* **STATED EXERCISE 1**
In the book recommendation post, condense the paragraph beginning "Robert Kurson's Shadow Divers, about the divers" into a shorter version that keeps its main points.
* **STATED EXERCISE 2**
Reproduce everything in the book recommendation post from "Not an aviation book, but..." down to "quest to know.".

* **EXCERPTED TEXT**
=======

Not an aviation book, but...

This si not an aviation book, but… it is the most thrilling sìtrue story I read in the last couple of years.

Shadow Divers: The True Adventure of Two Americans Who Risked Everything to Solve One of the Last Mysteries of World War II

It is absolutely great, and if you have a chance, I reccommand to read it.

Some comments on this book:

An engrossing saga of the suspenseful, intriguing, and dangerous underwater investigation of a Mystery U-boat.
—Clive Cussler

Robert Kurson’s Shadow Divers, about the divers exploring a sunken shipwreck off the New Jersey coast, is a gripping account of real-life adventurers and a real-life mystery. In addition to being compellingly readable on every page, the book offers a unique window on the deep, almost reckless nature of the human quest to know.
—Scott Turow, author of Reversible Errors

A tremendously suspenseful story of discovery that comes as close as any book could to providing the reader with approximate sensations of deep sea diving and of life on a submarine at war, and that leaves us with a hell of an impression of the grit, guts, and compassion of a U-boat crew and the two American divers who risked everything to solve the mystery of their last mission.

=======

* **DATASET CONTENT**

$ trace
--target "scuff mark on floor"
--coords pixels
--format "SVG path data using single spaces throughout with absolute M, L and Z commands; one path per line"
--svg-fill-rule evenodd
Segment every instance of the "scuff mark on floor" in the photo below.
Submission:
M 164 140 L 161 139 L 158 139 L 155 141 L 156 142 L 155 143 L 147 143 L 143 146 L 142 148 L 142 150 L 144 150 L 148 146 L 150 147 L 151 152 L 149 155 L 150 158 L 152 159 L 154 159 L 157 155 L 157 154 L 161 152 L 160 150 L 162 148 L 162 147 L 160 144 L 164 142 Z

=======

* **COMPLETE ANSWER 1**
Robert Kurson's Shadow Divers follows divers exploring a sunken shipwreck off the New Jersey coast and is a gripping account of real adventurers and a real mystery. It is compellingly readable throughout and offers a unique view of the deep, almost reckless human quest to know.

* **COMPLETE ANSWER 2**
Not an aviation book, but...

This si not an aviation book, but… it is the most thrilling sìtrue story I read in the last couple of years.

Shadow Divers: The True Adventure of Two Americans Who Risked Everything to Solve One of the Last Mysteries of World War II

It is absolutely great, and if you have a chance, I reccommand to read it.

Some comments on this book:

An engrossing saga of the suspenseful, intriguing, and dangerous underwater investigation of a Mystery U-boat.
—Clive Cussler

Robert Kurson’s Shadow Divers, about the divers exploring a sunken shipwreck off the New Jersey coast, is a gripping account of real-life adventurers and a real-life mystery. In addition to being compellingly readable on every page, the book offers a unique window on the deep, almost reckless nature of the human quest to know.